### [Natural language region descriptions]

[Start of section]

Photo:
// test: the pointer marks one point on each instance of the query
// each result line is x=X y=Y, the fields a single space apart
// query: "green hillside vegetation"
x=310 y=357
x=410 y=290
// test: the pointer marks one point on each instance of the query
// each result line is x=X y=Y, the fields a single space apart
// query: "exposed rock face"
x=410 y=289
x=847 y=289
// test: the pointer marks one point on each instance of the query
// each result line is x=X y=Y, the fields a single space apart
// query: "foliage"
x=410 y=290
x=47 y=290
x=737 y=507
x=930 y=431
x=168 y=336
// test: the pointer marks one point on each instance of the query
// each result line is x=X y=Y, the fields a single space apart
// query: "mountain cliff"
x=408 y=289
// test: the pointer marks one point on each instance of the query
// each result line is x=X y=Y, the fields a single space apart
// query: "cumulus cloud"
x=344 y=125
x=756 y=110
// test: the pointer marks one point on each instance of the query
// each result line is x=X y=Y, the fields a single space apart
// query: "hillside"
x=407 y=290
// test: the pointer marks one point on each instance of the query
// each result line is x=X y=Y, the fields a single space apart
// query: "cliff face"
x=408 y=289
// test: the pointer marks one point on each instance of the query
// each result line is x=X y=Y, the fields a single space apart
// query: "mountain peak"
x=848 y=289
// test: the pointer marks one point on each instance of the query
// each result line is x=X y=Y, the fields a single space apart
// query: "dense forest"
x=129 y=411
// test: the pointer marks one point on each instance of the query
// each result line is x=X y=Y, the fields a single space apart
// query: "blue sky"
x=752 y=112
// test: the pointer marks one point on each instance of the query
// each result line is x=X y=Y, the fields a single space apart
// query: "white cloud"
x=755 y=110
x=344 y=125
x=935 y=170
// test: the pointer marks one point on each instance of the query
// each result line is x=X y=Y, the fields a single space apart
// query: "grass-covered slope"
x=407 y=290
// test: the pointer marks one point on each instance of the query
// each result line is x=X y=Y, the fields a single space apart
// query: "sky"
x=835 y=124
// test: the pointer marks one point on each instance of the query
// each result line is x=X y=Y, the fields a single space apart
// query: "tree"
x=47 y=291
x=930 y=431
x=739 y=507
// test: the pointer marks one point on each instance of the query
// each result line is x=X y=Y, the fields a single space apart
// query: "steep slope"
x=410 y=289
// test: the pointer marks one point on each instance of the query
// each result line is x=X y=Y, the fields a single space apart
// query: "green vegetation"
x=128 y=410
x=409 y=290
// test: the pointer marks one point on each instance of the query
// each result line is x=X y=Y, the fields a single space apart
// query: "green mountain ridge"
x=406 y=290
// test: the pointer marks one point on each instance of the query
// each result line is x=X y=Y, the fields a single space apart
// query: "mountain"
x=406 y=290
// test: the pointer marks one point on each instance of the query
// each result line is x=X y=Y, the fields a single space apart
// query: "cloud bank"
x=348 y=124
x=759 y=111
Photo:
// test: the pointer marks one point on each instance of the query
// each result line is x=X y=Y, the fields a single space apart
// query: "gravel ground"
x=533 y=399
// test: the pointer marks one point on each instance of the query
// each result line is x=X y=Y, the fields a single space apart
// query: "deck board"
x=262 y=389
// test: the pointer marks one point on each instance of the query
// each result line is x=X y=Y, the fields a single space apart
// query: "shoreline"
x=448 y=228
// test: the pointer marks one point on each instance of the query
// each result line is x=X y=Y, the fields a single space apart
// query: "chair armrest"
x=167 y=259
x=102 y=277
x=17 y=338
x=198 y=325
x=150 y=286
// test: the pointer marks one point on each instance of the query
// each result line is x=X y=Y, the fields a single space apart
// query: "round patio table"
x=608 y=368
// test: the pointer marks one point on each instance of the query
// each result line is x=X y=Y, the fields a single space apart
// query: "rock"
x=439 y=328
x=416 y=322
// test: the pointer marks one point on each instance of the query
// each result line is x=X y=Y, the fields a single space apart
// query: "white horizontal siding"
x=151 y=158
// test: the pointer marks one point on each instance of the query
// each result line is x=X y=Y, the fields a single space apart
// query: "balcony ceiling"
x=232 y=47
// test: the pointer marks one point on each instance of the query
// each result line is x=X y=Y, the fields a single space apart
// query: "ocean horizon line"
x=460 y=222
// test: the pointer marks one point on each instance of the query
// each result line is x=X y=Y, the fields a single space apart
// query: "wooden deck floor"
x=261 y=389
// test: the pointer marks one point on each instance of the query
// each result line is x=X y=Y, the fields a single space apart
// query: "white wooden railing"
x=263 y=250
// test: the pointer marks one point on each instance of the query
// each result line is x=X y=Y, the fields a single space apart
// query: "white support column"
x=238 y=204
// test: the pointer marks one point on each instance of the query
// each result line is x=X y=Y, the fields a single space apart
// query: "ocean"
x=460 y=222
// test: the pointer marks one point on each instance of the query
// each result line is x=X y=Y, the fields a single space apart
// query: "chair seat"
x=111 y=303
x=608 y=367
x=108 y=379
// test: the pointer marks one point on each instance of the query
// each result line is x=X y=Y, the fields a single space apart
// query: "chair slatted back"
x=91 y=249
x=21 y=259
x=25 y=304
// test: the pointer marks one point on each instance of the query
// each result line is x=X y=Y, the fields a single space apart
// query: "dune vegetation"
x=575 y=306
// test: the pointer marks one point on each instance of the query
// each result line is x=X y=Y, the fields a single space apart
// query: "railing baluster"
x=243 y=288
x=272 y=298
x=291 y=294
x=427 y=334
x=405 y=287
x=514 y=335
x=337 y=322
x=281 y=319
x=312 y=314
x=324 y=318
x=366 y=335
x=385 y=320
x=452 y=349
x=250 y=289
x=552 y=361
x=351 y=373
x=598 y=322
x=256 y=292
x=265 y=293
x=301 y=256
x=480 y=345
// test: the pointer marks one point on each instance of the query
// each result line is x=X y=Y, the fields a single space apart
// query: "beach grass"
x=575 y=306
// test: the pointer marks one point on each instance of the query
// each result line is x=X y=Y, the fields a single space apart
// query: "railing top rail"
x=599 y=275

[End of section]

### [TASK TO CARRY OUT]
Would you write out the data exactly as it reads?

### [ANSWER SPACE]
Photo:
// test: the pointer marks one point on each instance of the query
// each result line is x=X y=Y, the fields a single space apart
// query: "green hillside vegetation"
x=310 y=357
x=410 y=290
// test: the pointer marks one point on each instance of the query
// each result line is x=X y=Y, the fields a single space apart
// query: "exposed rock face"
x=410 y=289
x=847 y=289
// test: the pointer marks one point on each instance of the query
// each result line is x=X y=Y, the fields a single space apart
// query: "foliage"
x=410 y=290
x=47 y=290
x=737 y=507
x=930 y=431
x=168 y=336
// test: the pointer marks one point on each instance of the query
// each result line is x=X y=Y, the fields a single space apart
// query: "mountain cliff"
x=408 y=289
// test: the pointer marks one point on each instance of the query
// each result line is x=X y=Y, the fields a single space apart
// query: "cumulus cloud"
x=344 y=125
x=756 y=110
// test: the pointer marks one point on each instance of the query
// each result line is x=X y=Y, the fields a single space apart
// query: "hillside"
x=407 y=290
// test: the pointer marks one point on each instance of the query
// each result line is x=X y=Y, the fields a single space apart
// query: "cliff face"
x=408 y=289
// test: the pointer marks one point on each instance of the query
// each result line is x=X y=Y, the fields a single space apart
// query: "mountain peak"
x=848 y=289
// test: the pointer marks one point on each instance of the query
// each result line is x=X y=Y, the fields a single space apart
// query: "dense forest"
x=129 y=411
// test: the pointer marks one point on each instance of the query
// each result line is x=X y=Y, the fields a single space apart
// query: "blue sky"
x=752 y=112
// test: the pointer marks one point on each instance of the query
// each result line is x=X y=Y, the fields a single space apart
// query: "white cloud"
x=755 y=110
x=344 y=125
x=935 y=170
// test: the pointer marks one point on each instance of the query
// each result line is x=X y=Y, the fields a single space apart
// query: "grass-covered slope"
x=407 y=290
// test: the pointer marks one point on each instance of the query
// each result line is x=X y=Y, the fields a single space apart
// query: "sky"
x=835 y=124
// test: the pointer marks one point on each instance of the query
// each result line is x=X y=Y, the fields a single space apart
// query: "tree"
x=47 y=291
x=930 y=431
x=739 y=507
// test: the pointer marks one point on each instance of the query
// each result line is x=X y=Y, the fields a single space apart
// query: "steep slope"
x=410 y=289
// test: the pointer marks one point on each instance of the query
// each result line is x=X y=Y, the fields a single space apart
// query: "green vegetation"
x=128 y=410
x=409 y=290
// test: the pointer marks one point on each instance of the query
// each result line is x=X y=Y, the fields a single space apart
// query: "green mountain ridge"
x=406 y=290
// test: the pointer marks one point on each instance of the query
// each result line is x=X y=Y, the fields a single space apart
// query: "mountain"
x=406 y=290
// test: the pointer marks one point on each instance of the query
// each result line is x=X y=Y, the fields a single space apart
// query: "cloud bank"
x=348 y=124
x=759 y=111
Photo:
// test: the pointer marks one point on each instance of the query
// each result line is x=X y=Y, the fields a single space apart
// query: "gravel ground"
x=533 y=399
// test: the pointer marks one point on each instance of the query
// each result line is x=X y=Y, the fields a single space apart
// query: "deck board"
x=262 y=389
// test: the pointer marks one point on each instance of the query
// each result line is x=X y=Y, the fields a single space apart
// query: "shoreline"
x=448 y=228
// test: the pointer marks one point on each instance of the query
// each result line is x=X y=Y, the fields a single space apart
// query: "chair armrest"
x=167 y=259
x=102 y=277
x=17 y=338
x=198 y=325
x=150 y=286
// test: the pointer marks one point on each instance of the query
// each result line is x=X y=Y, the fields a single space apart
// query: "round patio table"
x=608 y=368
// test: the pointer marks one point on each instance of the query
// each result line is x=X y=Y, the fields a single space apart
// query: "rock"
x=439 y=328
x=416 y=322
// test: the pointer marks one point on each instance of the query
// each result line is x=X y=Y, the fields a single space apart
// query: "white horizontal siding"
x=151 y=158
// test: the pointer marks one point on each instance of the query
// each result line is x=X y=Y, the fields a single space apart
// query: "balcony ceiling"
x=232 y=47
// test: the pointer marks one point on each instance of the query
// each result line is x=X y=Y, the fields a single space apart
// query: "ocean horizon line"
x=460 y=222
// test: the pointer marks one point on each instance of the query
// each result line is x=X y=Y, the fields a single space apart
// query: "wooden deck floor"
x=261 y=389
// test: the pointer marks one point on each instance of the query
// each result line is x=X y=Y, the fields a single space apart
// query: "white wooden railing"
x=263 y=250
// test: the pointer marks one point on each instance of the query
// each result line is x=X y=Y, the fields a single space apart
// query: "white support column"
x=238 y=204
// test: the pointer marks one point on each instance of the query
// each result line is x=X y=Y, the fields a single space apart
// query: "ocean"
x=460 y=222
// test: the pointer marks one point on each instance of the query
// each result line is x=X y=Y, the fields a single space apart
// query: "chair seat"
x=111 y=303
x=608 y=367
x=108 y=379
// test: the pointer marks one point on each instance of the query
// each result line is x=X y=Y, the fields a single space apart
// query: "chair slatted back"
x=91 y=249
x=21 y=259
x=25 y=304
// test: the pointer marks one point on each instance of the query
// each result line is x=X y=Y, the fields a single space apart
// query: "dune vegetation"
x=575 y=306
// test: the pointer marks one point on each instance of the query
// each result line is x=X y=Y, the fields a single space apart
// query: "railing baluster"
x=243 y=288
x=272 y=298
x=291 y=294
x=427 y=334
x=405 y=287
x=514 y=335
x=337 y=322
x=281 y=319
x=312 y=314
x=324 y=318
x=366 y=335
x=385 y=320
x=452 y=349
x=250 y=289
x=552 y=361
x=351 y=373
x=598 y=322
x=256 y=292
x=265 y=293
x=301 y=256
x=480 y=345
// test: the pointer marks one point on each instance of the query
// each result line is x=X y=Y, the fields a single space apart
// query: "beach grass"
x=575 y=306
// test: the pointer marks one point on each instance of the query
// each result line is x=X y=Y, the fields a single space apart
// query: "railing top rail"
x=599 y=275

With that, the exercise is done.